>>>>

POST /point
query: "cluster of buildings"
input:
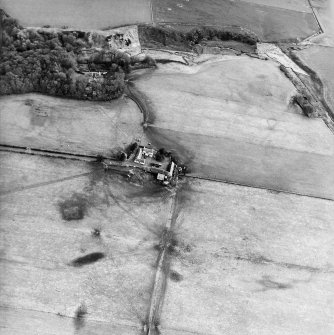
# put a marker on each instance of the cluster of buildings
(165, 170)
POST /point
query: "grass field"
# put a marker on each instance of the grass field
(252, 262)
(232, 121)
(39, 121)
(79, 14)
(40, 289)
(270, 22)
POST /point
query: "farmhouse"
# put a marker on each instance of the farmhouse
(164, 170)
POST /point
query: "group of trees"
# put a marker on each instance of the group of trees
(48, 60)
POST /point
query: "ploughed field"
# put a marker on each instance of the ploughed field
(250, 262)
(270, 20)
(43, 122)
(51, 260)
(232, 120)
(78, 14)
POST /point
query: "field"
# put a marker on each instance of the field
(42, 122)
(232, 121)
(251, 262)
(318, 59)
(283, 20)
(78, 14)
(41, 286)
(250, 248)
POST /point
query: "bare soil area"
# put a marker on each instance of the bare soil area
(252, 262)
(232, 120)
(42, 122)
(268, 22)
(319, 58)
(78, 14)
(49, 263)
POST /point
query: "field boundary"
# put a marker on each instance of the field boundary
(273, 190)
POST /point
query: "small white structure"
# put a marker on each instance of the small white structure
(139, 159)
(161, 176)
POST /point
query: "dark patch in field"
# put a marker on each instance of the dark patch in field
(266, 261)
(175, 276)
(87, 259)
(74, 208)
(269, 23)
(96, 232)
(269, 284)
(79, 318)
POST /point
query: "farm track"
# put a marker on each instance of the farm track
(162, 272)
(47, 153)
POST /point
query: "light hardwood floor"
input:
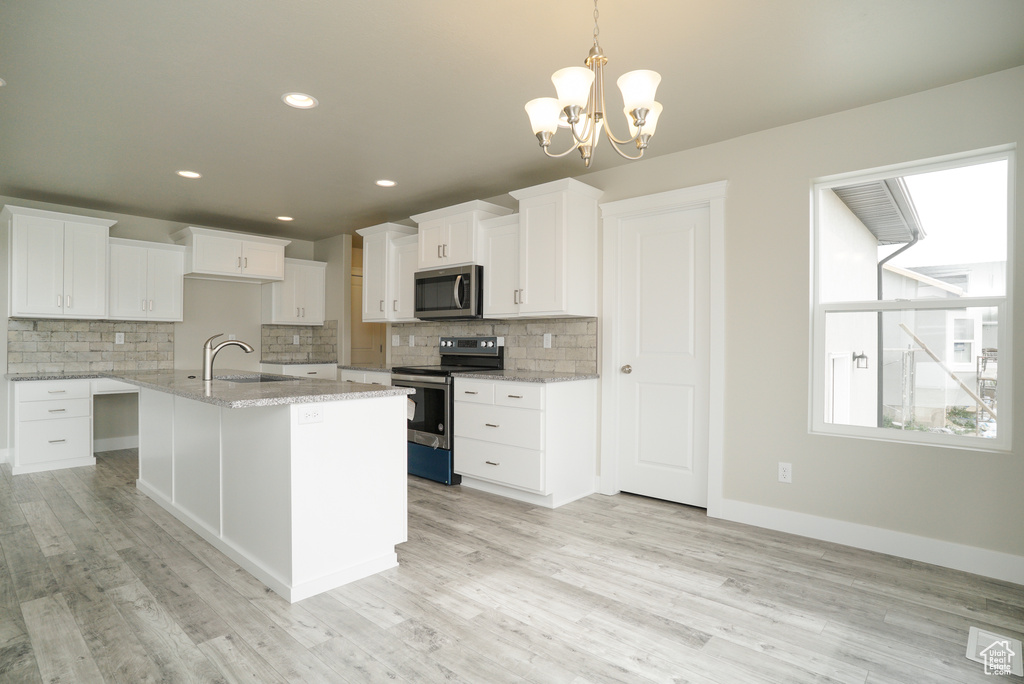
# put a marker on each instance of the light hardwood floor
(97, 584)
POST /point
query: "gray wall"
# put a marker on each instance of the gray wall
(944, 494)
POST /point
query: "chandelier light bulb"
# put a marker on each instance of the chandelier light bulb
(544, 115)
(638, 88)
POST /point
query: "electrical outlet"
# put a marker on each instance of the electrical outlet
(310, 413)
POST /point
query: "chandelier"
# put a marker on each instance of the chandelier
(580, 107)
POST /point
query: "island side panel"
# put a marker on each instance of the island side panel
(256, 475)
(348, 492)
(156, 442)
(197, 462)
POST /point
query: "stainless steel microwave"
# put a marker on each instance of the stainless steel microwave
(450, 294)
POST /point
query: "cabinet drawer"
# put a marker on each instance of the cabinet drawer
(46, 441)
(519, 394)
(474, 391)
(515, 427)
(48, 411)
(499, 463)
(44, 390)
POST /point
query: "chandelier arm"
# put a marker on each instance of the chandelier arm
(577, 145)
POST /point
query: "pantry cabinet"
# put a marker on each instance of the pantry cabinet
(57, 263)
(231, 256)
(531, 441)
(448, 237)
(299, 299)
(380, 270)
(145, 281)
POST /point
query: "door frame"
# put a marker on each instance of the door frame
(711, 196)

<<<<

## What this task involves
Drop the images and quote the entries word for word.

## Answer to this task
POST /point
query: "cluster of buildings"
input:
# put a marker on each instance of the cluster of buildings
(165, 170)
POST /point
query: "grass field"
# put a marker on each instance of the grass field
(252, 262)
(232, 121)
(39, 121)
(79, 14)
(40, 289)
(270, 22)
POST /point
query: "farmhouse"
# put a marker on each instance of the farmhouse
(164, 170)
POST /point
query: "group of trees"
# put a marker on each instance of the group of trees
(48, 60)
POST /point
query: "ploughed field"
# put a marker on each instance of the ploughed field
(250, 262)
(270, 20)
(43, 122)
(51, 260)
(232, 120)
(78, 14)
POST /point
query: "field"
# put a marker on each instance of the field
(42, 122)
(232, 121)
(251, 262)
(318, 59)
(283, 20)
(78, 14)
(41, 286)
(250, 248)
POST /point
query: "bare soil area"
# put a marker on each instance of the bare soil area
(252, 262)
(232, 120)
(42, 122)
(268, 22)
(319, 58)
(78, 14)
(49, 263)
POST /point
query: "field boundary"
# put a marker on each instance of the field boundary
(273, 190)
POST /point
query: "small white structure"
# put a marker on each instance of the small white structure
(139, 159)
(161, 176)
POST /point
query: "dark patch in field"
# put a marker on each instance of the dark patch in field
(266, 261)
(175, 276)
(87, 259)
(74, 208)
(269, 23)
(96, 232)
(269, 284)
(79, 318)
POST /point
query: "farm track"
# put a marker on each instance of the farm track
(162, 272)
(47, 153)
POST /point
query: "light hardwood floor"
input:
# put a marker on each instance of the light hardwood floor
(97, 584)
POST /point
query: "gray wall"
# put a marker on each instance of the gray wall
(944, 494)
POST /point
query: "chandelier light bulb"
# put a marker on each instance of the chandelier light bulb
(544, 115)
(638, 88)
POST /point
query: "electrical outlet"
# put a marker on each instance of the electrical outlet
(310, 413)
POST /point
query: "chandelier"
# put a marker on each instance of the chandelier
(580, 107)
POST /point
query: "island side panel"
# put a marker on each instance of the island side panel
(256, 475)
(348, 492)
(156, 442)
(197, 462)
POST /point
query: "stainless steel microwave"
# put a marker on each instance of the stainless steel microwave
(450, 294)
POST /point
query: "cabinet drawer"
# put a marker on each instance of the cabinet drawer
(46, 441)
(519, 394)
(474, 391)
(515, 427)
(48, 411)
(499, 463)
(44, 390)
POST /point
query: "chandelier arm"
# put a marker on each instance of the chandelier arm
(577, 145)
POST /point
query: "pantry cabinet"
# put a marker on each instance of the pantry cabinet
(57, 263)
(231, 256)
(531, 441)
(448, 237)
(299, 299)
(380, 270)
(145, 281)
POST /point
query: "door frame"
# put a marker on each instance of the door frame
(711, 196)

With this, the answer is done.